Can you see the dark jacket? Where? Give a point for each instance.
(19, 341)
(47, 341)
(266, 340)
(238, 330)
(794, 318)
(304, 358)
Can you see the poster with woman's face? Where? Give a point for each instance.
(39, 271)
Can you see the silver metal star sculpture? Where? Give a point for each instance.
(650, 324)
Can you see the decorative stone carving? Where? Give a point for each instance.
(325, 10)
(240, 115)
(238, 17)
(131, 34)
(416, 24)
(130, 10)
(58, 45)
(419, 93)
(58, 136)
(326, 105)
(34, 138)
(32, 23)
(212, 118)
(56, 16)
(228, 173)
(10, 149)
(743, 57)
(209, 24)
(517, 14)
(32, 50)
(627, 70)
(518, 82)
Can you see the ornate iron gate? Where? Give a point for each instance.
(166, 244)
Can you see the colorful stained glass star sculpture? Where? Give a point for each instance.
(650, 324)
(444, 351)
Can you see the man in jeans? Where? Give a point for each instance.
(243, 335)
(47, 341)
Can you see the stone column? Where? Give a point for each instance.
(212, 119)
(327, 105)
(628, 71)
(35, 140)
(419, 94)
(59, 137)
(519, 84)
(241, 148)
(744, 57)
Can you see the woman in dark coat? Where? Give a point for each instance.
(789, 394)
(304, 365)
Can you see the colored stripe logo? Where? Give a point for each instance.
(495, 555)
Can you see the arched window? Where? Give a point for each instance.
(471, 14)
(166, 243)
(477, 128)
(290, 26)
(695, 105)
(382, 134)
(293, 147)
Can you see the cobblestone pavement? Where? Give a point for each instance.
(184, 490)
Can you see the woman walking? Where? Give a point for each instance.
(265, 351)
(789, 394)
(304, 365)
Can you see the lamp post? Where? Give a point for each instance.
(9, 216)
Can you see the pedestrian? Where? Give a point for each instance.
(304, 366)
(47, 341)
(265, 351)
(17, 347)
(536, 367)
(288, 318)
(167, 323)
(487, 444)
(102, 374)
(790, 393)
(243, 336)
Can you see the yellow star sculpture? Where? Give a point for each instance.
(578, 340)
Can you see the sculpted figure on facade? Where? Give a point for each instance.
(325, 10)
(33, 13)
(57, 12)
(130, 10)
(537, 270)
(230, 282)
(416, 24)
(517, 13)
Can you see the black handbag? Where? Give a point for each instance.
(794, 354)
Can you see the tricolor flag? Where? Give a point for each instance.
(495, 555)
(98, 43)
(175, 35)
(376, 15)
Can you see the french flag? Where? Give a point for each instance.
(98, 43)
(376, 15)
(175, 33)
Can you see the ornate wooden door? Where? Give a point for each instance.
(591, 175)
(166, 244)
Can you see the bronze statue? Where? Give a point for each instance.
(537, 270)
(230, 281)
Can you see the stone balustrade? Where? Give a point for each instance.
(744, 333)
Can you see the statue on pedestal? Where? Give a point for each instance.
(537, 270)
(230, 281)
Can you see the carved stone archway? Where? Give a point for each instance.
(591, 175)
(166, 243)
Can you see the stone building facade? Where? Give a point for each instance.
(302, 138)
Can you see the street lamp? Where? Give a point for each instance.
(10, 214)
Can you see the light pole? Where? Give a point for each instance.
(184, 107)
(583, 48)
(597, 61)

------------------------------------

Put every line of the entries above into a JSON list of strings, one string per line, leaving out blank lines.

[
  "Can you see the dark jacket? Where? Give a point for each instance.",
  "(19, 341)",
  "(47, 341)",
  "(266, 340)",
  "(238, 330)",
  "(794, 318)",
  "(304, 358)",
  "Can you see the poster with woman's face? Where? Give a point for each instance.",
  "(39, 271)",
  "Can you see the silver metal star sculpture? Where? Give a point for each instance.",
  "(650, 324)",
  "Can you see the decorative stone carving? Where? Give a point for each instance.",
  "(325, 10)",
  "(240, 115)",
  "(238, 17)",
  "(131, 34)",
  "(416, 24)",
  "(130, 10)",
  "(58, 45)",
  "(419, 93)",
  "(58, 136)",
  "(326, 105)",
  "(34, 138)",
  "(32, 23)",
  "(212, 118)",
  "(56, 16)",
  "(228, 173)",
  "(10, 149)",
  "(743, 57)",
  "(209, 24)",
  "(517, 14)",
  "(32, 50)",
  "(627, 70)",
  "(518, 82)",
  "Can you see the ornate iron gate? Where? Give a point for each instance.",
  "(166, 244)",
  "Can you see the colorful stained glass star sculpture? Where? Give a point for each instance.",
  "(650, 324)",
  "(444, 351)",
  "Can you see the man in jeans? Where? Give a point for each instance.",
  "(243, 335)",
  "(47, 341)",
  "Can you see the stone column? Where? Give a point for each instance.",
  "(212, 119)",
  "(327, 105)",
  "(628, 71)",
  "(35, 140)",
  "(419, 94)",
  "(59, 137)",
  "(519, 84)",
  "(241, 148)",
  "(744, 57)",
  "Can you see the woman in dark coat? Where? Give a point for each instance.",
  "(789, 394)",
  "(304, 365)",
  "Can you see the colored stripe logo? Where? Give a point for each instance.",
  "(495, 555)",
  "Can you see the arched window? Where? Give a point for each instance.",
  "(471, 14)",
  "(166, 243)",
  "(477, 128)",
  "(290, 26)",
  "(695, 105)",
  "(382, 134)",
  "(293, 147)",
  "Can you see the cobblestone pavement? Where? Give a point for each instance.",
  "(184, 490)",
  "Can you see the woman walking? Where? Give a point for each instance.",
  "(265, 351)",
  "(789, 394)",
  "(304, 365)",
  "Can you see the lamp post? Where? Give a point for each instance.",
  "(9, 216)",
  "Can you see the pedestrian? Where? Give a point for each instance.",
  "(304, 366)",
  "(47, 341)",
  "(265, 351)",
  "(17, 347)",
  "(536, 367)",
  "(288, 318)",
  "(167, 323)",
  "(487, 444)",
  "(102, 374)",
  "(790, 393)",
  "(243, 336)",
  "Can you see the yellow star sculpture? Where? Give a point for each instance.",
  "(578, 340)",
  "Can you see the sculpted figure on facade? Where? Give a point for each instance.",
  "(325, 10)",
  "(33, 13)",
  "(57, 12)",
  "(130, 10)",
  "(537, 270)",
  "(230, 282)",
  "(416, 24)",
  "(517, 13)",
  "Can you see the black handbag? Where? Give a point for each instance.",
  "(794, 354)",
  "Can you see the tricolor flag? Where? Give a point for each instance.",
  "(495, 555)",
  "(98, 43)",
  "(175, 35)",
  "(376, 15)",
  "Can you see the french flag? Where? Give a point for each instance.",
  "(98, 43)",
  "(376, 15)",
  "(175, 33)",
  "Can you see the ornate wooden door? Where? Give a point for each instance.",
  "(591, 175)",
  "(166, 244)",
  "Can you see the bronze statue? Where? Give a point for each instance.",
  "(537, 270)",
  "(230, 281)",
  "Can you see the stone balustrade? Where? Give a point for each instance.",
  "(744, 333)",
  "Can you see the statue on pedestal? Where? Give a point for each instance.",
  "(537, 270)",
  "(230, 281)",
  "Can you see the carved stone archway? Where? Give a point for each instance.",
  "(591, 175)",
  "(166, 243)",
  "Can you see the stone building facade? Where? Give a point for each instance.",
  "(302, 138)",
  "Can you see the street lamp? Where? Give a point for each instance.",
  "(10, 214)",
  "Can you see the light pole? Where? Give a point for each instance.",
  "(184, 107)",
  "(583, 48)",
  "(597, 61)"
]